» Material for the task
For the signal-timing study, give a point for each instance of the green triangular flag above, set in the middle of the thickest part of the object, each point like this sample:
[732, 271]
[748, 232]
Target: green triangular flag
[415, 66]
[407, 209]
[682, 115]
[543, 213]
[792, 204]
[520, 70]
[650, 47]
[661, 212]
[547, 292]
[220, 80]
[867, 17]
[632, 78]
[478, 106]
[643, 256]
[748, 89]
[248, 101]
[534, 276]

» The request
Recast all of the material above as a numbered list, omitting any blank lines.

» Complete output
1. For the signal-timing study, give a point for each instance of the green triangular flag above, set in the middle of the thickest part of the object, each point like this sample:
2. [732, 271]
3. [748, 232]
4. Target: green triangular flag
5. [415, 66]
6. [407, 209]
7. [682, 115]
8. [543, 213]
9. [792, 204]
10. [520, 70]
11. [650, 47]
12. [661, 212]
13. [547, 292]
14. [220, 80]
15. [867, 17]
16. [632, 78]
17. [478, 106]
18. [643, 256]
19. [748, 89]
20. [248, 101]
21. [534, 276]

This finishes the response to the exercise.